Q1 2026 Houston Office Market Report
Houston’s office market had a quiet first quarter, with total vacancy edging up slightly to 24.0% as a modest wave of new building deliveries outpaced tenant move-ins. However, total availability – space being marketed for lease but not yet vacant - declined to 23.8%, its lowest level in two years. Sublease inventory also declined modestly, suggesting the post-pandemic sublease wave has peaked. The quarter’s defining theme remains bifurcation: occupancy and leasing among the premium buildings remains robust, while older Class A and commodity properties continue to shed occupancy.
Flight-to-quality drove the quarter’s largest transactions: Boardwalk Pipeline signed the market’s biggest deal: 143,000 SF at 990 Town & Country in Katy Freeway East, relocating from Greenway Plaza to one of Houston’s most desirable new addresses. Crescent Energy leased a 125,000 SF block at 609 Main Downtown, while the U.S. Attorney General took 99,000 SF at 700 Louisiana; Mayer Brown also renewed there for 60,000 SF. New leasing accounted for the majority of Q1 transactions, underscoring tenant willingness to pick up and move to premier locations.

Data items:
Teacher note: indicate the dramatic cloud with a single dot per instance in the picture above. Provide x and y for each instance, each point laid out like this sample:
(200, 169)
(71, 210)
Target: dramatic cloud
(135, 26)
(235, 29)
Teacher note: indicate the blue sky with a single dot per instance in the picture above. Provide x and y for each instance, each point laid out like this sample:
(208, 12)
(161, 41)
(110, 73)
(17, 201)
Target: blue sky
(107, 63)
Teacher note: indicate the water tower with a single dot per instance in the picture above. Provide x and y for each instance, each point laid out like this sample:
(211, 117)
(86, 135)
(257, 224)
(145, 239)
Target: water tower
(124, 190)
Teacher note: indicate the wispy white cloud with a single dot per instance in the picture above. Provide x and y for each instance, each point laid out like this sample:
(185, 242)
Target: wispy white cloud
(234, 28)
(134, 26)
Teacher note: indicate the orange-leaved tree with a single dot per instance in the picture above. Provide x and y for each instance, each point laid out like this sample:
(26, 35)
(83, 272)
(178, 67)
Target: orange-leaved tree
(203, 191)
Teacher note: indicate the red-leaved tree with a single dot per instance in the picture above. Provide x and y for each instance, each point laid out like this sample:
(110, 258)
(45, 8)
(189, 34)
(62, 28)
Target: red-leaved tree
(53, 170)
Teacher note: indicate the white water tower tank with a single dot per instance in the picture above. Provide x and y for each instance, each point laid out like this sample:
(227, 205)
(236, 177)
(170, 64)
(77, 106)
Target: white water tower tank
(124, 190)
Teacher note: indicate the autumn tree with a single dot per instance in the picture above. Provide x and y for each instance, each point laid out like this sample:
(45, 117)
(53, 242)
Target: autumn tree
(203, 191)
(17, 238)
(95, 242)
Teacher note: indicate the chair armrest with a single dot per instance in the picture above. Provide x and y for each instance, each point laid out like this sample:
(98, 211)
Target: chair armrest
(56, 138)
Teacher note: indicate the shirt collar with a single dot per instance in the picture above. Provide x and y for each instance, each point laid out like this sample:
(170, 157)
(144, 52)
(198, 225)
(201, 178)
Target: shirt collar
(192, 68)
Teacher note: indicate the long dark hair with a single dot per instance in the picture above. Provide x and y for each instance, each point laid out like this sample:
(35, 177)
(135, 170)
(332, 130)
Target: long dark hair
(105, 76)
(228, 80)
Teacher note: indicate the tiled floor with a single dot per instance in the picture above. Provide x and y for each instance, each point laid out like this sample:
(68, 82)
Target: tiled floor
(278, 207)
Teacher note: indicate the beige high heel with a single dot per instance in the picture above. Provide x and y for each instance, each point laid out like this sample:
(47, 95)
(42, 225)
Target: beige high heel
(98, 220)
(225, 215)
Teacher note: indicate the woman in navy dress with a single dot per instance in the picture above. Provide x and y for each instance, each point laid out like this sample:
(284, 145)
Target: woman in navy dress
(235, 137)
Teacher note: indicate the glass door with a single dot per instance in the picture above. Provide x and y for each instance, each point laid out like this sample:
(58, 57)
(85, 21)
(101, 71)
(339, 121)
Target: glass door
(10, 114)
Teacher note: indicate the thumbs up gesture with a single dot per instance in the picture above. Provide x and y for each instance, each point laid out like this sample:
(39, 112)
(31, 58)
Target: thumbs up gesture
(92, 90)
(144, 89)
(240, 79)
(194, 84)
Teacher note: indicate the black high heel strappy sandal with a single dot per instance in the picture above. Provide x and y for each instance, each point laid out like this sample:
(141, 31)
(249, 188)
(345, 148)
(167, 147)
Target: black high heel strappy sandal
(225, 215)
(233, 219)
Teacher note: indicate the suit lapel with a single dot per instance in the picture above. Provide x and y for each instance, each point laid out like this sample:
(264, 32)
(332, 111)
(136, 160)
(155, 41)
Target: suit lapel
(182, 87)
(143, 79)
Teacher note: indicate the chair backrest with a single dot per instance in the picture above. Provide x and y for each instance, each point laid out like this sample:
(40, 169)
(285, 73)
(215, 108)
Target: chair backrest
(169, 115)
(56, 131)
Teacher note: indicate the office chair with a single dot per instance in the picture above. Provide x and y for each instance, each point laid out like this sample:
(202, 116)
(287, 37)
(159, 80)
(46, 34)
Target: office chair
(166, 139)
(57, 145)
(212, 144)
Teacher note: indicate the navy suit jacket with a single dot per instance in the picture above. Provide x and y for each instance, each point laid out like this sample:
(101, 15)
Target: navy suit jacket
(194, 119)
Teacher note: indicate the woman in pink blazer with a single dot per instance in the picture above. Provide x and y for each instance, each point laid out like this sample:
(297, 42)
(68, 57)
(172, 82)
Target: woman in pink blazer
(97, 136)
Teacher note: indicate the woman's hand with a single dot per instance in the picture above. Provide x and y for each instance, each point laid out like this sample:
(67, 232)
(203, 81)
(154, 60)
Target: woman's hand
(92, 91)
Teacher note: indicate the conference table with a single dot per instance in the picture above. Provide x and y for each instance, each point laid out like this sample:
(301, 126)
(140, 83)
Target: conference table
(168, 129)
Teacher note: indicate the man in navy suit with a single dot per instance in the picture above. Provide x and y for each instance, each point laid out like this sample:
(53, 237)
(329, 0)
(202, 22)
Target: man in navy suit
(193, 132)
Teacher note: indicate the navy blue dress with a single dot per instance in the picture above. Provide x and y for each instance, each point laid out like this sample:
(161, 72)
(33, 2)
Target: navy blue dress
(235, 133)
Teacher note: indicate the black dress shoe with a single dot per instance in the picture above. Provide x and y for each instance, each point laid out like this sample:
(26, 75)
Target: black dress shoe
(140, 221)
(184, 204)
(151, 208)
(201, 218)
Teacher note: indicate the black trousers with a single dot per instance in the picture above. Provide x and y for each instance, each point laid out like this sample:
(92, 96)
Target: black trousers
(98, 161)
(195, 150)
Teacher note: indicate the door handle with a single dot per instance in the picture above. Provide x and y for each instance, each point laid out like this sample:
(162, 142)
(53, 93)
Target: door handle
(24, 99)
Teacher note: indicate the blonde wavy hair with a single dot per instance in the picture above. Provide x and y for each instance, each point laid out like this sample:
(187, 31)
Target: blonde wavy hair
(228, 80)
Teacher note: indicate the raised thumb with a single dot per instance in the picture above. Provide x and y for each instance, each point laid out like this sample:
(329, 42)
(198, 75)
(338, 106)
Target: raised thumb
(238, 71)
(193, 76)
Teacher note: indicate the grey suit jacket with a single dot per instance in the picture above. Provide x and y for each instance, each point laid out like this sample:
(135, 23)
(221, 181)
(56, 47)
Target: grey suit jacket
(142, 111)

Exercise: Quote the Houston office market report word for word, starting with "Flight-to-quality drove the" and going on through "to premier locations.".

Solution to this exercise:
Flight-to-quality drove the quarter’s largest transactions: Boardwalk Pipeline signed the market’s biggest deal: 143,000 SF at 990 Town & Country in Katy Freeway East, relocating from Greenway Plaza to one of Houston’s most desirable new addresses. Crescent Energy leased a 125,000 SF block at 609 Main Downtown, while the U.S. Attorney General took 99,000 SF at 700 Louisiana; Mayer Brown also renewed there for 60,000 SF. New leasing accounted for the majority of Q1 transactions, underscoring tenant willingness to pick up and move to premier locations.